Begin DATA LISTING

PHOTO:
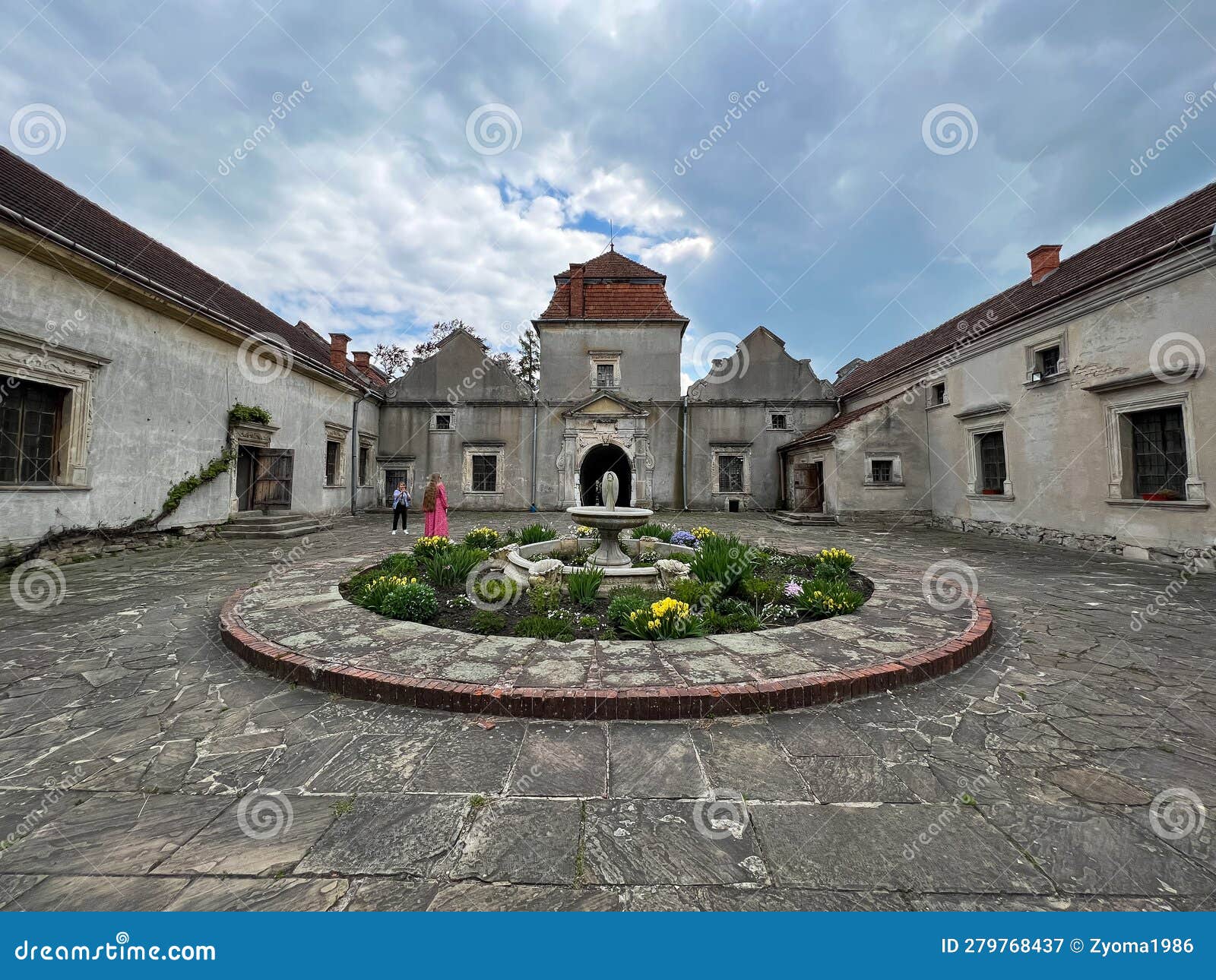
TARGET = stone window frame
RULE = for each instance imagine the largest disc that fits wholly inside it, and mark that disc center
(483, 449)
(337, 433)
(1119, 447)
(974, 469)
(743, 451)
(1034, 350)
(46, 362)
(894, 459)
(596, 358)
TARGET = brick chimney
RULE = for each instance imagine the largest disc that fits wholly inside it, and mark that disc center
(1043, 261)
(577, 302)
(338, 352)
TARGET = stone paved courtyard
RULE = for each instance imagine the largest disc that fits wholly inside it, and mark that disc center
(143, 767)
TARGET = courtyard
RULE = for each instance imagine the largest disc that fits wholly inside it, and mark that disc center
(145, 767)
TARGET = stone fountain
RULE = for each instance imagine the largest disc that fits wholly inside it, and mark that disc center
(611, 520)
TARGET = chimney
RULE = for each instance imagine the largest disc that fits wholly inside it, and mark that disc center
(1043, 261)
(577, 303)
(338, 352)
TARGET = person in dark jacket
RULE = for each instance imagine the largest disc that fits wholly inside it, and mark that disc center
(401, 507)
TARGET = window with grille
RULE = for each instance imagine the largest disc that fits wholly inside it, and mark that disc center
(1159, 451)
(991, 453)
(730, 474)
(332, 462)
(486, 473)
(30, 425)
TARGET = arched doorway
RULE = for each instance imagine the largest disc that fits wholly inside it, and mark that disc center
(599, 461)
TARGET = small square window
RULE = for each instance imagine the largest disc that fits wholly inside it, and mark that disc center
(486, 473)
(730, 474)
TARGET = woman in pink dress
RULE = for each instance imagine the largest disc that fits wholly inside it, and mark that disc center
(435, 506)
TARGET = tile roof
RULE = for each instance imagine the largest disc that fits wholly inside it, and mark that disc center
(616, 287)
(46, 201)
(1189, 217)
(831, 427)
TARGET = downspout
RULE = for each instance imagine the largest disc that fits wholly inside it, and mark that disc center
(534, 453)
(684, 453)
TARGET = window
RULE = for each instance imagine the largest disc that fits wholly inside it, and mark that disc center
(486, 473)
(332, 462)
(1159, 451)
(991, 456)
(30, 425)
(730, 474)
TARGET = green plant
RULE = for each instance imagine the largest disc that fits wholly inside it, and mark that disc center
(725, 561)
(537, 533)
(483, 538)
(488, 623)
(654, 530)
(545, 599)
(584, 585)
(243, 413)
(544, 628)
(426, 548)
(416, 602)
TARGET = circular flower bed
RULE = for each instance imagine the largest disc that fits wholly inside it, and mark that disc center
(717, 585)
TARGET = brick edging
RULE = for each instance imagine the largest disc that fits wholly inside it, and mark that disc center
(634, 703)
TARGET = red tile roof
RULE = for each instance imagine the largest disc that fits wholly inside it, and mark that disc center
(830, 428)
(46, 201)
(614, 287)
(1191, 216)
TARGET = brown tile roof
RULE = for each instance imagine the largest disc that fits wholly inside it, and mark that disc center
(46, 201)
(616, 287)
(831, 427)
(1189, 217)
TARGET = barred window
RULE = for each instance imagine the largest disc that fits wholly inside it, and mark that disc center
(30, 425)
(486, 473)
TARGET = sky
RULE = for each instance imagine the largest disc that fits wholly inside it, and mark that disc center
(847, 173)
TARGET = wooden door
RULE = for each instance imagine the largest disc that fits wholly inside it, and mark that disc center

End DATA LISTING

## [WHAT TO WORK ON]
Your copy should match the entries exactly, minus the pictures.

## [EXERCISE ANSWER]
PHOTO:
TARGET = stone window frame
RULE = for each instance imagine the largest disc that fits wholly inside it, and mark that disc center
(483, 449)
(337, 433)
(1119, 447)
(974, 469)
(743, 451)
(1034, 350)
(46, 362)
(894, 459)
(596, 358)
TARGET = brick chimney
RULE = for each instance imagine the largest disc that fits wholly inside it, and mark that disc center
(1043, 261)
(577, 302)
(338, 352)
TARGET = stone paved courtyard
RULE = for each instance imagine the largest disc that fits wholly inside it, and mark that disc center
(143, 767)
TARGET = courtyard
RULE = for each instance imagine the largest disc that fits wholly inside it, and mark that disc center
(145, 767)
TARGET = stone fountain
RULE = for each instance imagine the largest disc that fits wholly inside it, and mark that disc center
(611, 520)
TARGET = chimney
RULE = for each instance imagine the largest disc that fits wholly inside it, and mark that disc center
(1043, 261)
(577, 303)
(338, 352)
TARGET = person in dark jacket
RULE = for each instance imagine the largest disc that fits wholly inside it, and mark that disc center
(401, 507)
TARGET = window with grille
RULE = for each instance imagine the largest disc that fits wholly inside it, and mark that disc center
(1159, 451)
(991, 453)
(730, 474)
(332, 462)
(486, 473)
(30, 425)
TARGET = arched doorway
RULE = for each instance imagine the largest disc that fits wholly inside it, and mark that disc center
(599, 461)
TARGET = small square window
RULE = for each instance imagine the largest disc that fits wholly inside it, and mark that disc center
(486, 473)
(730, 474)
TARGET = woman in pink dress
RULE = for each instance imagine the largest disc that fits wholly inside it, and mark that disc center
(435, 506)
TARGET = tile roof
RULE = for each instance imagine the largest disc that fits wholly inside it, and mark that disc center
(616, 287)
(46, 201)
(1189, 217)
(831, 427)
TARGET = downspout
RULE = for each instance imagine the largest disc that fits wholly inside it, and mark that disc center
(534, 453)
(684, 453)
TARGET = window
RULE = for each instance imagine the largest disc that fits wholly inside it, and mark that disc center
(486, 473)
(332, 462)
(1159, 451)
(991, 456)
(30, 425)
(730, 474)
TARGET = green plant
RULE = for each instance imagine the largest disc that fits wholly inside it, and mark that disc center
(725, 561)
(537, 533)
(483, 538)
(488, 623)
(654, 530)
(545, 599)
(584, 585)
(243, 413)
(544, 628)
(426, 548)
(416, 602)
TARGET = circular flower bed
RULE = for each instance imagine the largest disc that fits wholly inside it, and mark that disc center
(717, 585)
TARGET = brick edging
RULE = for each instance imagine the largest disc that fits wholly inside it, and mark that disc center
(634, 703)
TARGET = red tile roof
RULE = for each instance imagine the largest disc that fits wholly inside it, and mark that disc center
(830, 428)
(46, 201)
(614, 287)
(1191, 216)
TARGET = brown tile roof
RULE = for each instance imagine the largest disc that fits wholly inside it, and mark that disc center
(46, 201)
(616, 287)
(831, 427)
(1189, 217)
TARGET = barred window
RULE = for each instance imagine the largest disc that fits wholly inside it, and mark that disc center
(30, 425)
(486, 473)
TARGET = sky
RULE = for each instance imagine the largest disc that fits wholly inside it, and mark that disc center
(847, 173)
TARGET = wooden door
RULE = for each instance imagine the largest disc that fits wholly inside it, and mark that disc center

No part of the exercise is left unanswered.